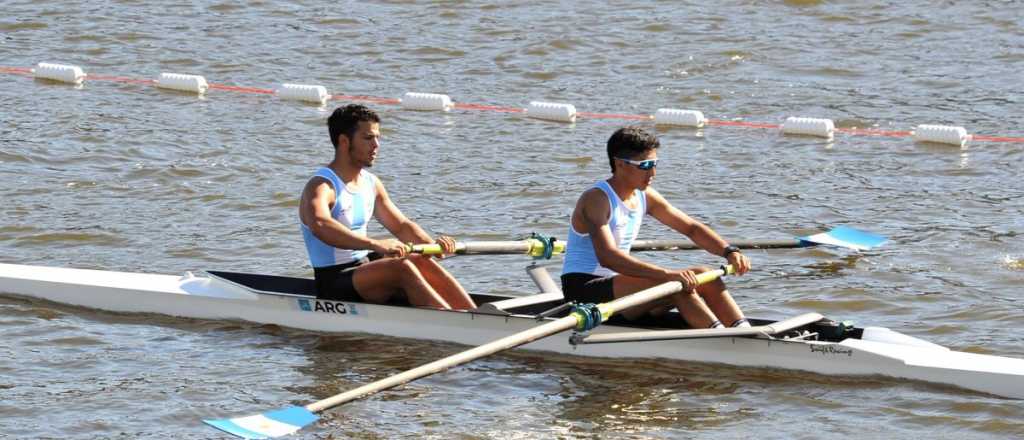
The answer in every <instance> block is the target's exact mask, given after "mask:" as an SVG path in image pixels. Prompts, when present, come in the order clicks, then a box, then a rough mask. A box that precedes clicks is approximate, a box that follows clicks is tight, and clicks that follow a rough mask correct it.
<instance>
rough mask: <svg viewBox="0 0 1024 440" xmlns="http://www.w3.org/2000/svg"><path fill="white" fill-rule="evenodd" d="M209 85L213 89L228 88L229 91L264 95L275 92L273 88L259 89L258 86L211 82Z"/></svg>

────────────────────

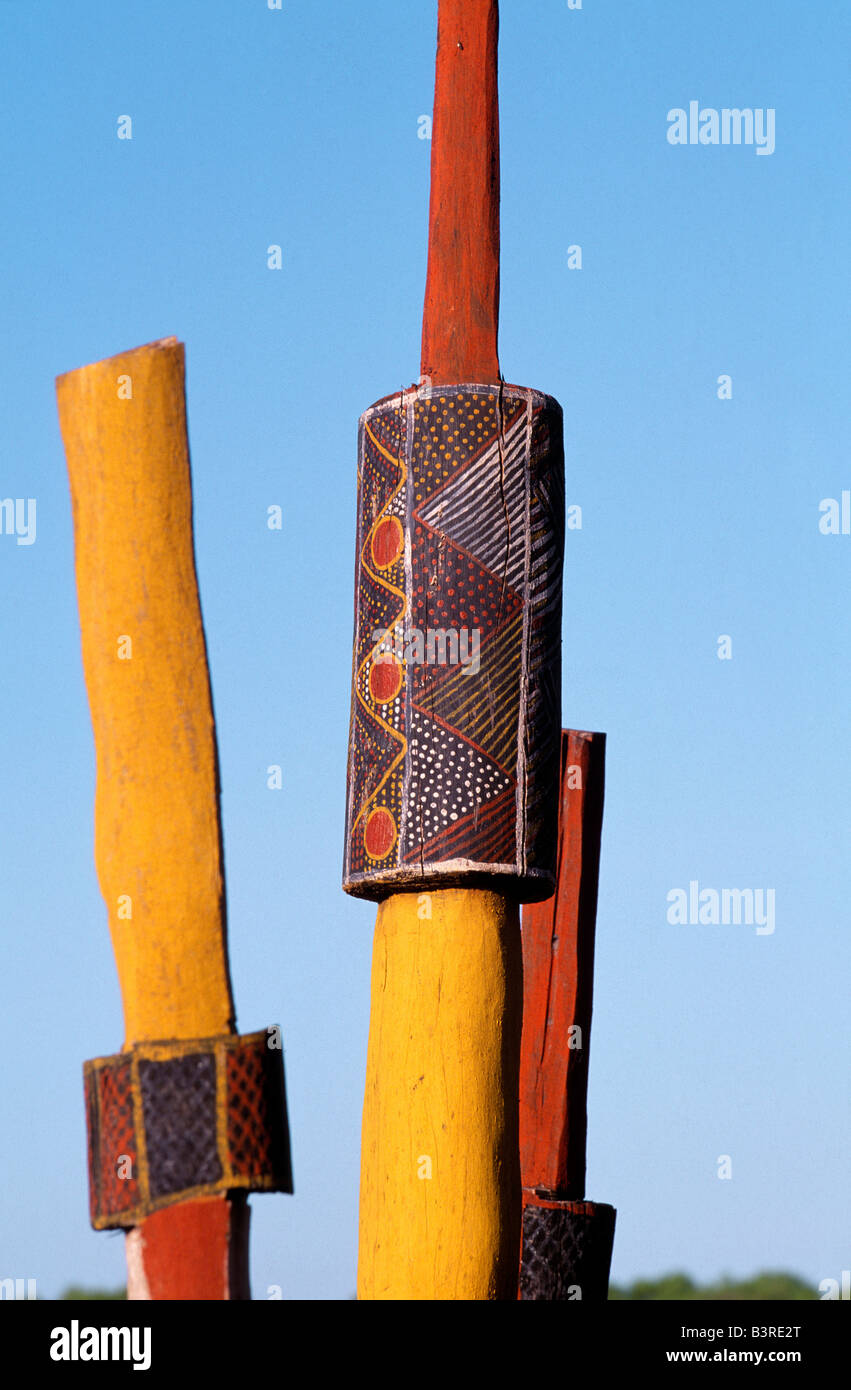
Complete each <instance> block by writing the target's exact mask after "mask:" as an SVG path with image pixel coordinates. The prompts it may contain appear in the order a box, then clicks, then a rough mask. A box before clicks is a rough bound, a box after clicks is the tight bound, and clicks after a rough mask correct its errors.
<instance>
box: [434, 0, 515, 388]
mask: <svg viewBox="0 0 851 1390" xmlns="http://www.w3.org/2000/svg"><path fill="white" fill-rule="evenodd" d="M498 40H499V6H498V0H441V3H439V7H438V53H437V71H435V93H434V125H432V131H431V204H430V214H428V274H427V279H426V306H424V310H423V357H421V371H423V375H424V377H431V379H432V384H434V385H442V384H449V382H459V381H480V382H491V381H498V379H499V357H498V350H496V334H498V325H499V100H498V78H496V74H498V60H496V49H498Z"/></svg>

────────────────────

## Required action
Pick out each line in the listing above that contains the word "rule" and copy those lines.

## Response
rough mask: <svg viewBox="0 0 1024 440" xmlns="http://www.w3.org/2000/svg"><path fill="white" fill-rule="evenodd" d="M209 85L213 89L228 88L229 91L264 95L275 92L273 88L259 89L258 86L211 82Z"/></svg>
mask: <svg viewBox="0 0 851 1390" xmlns="http://www.w3.org/2000/svg"><path fill="white" fill-rule="evenodd" d="M498 40H499V6H498V0H441V3H439V7H438V53H437V71H435V93H434V125H432V131H431V204H430V214H428V274H427V279H426V306H424V310H423V357H421V371H423V375H424V377H431V379H432V384H434V385H442V384H449V382H459V381H480V382H491V381H498V379H499V357H498V350H496V334H498V325H499V100H498V78H496V74H498V60H496V49H498Z"/></svg>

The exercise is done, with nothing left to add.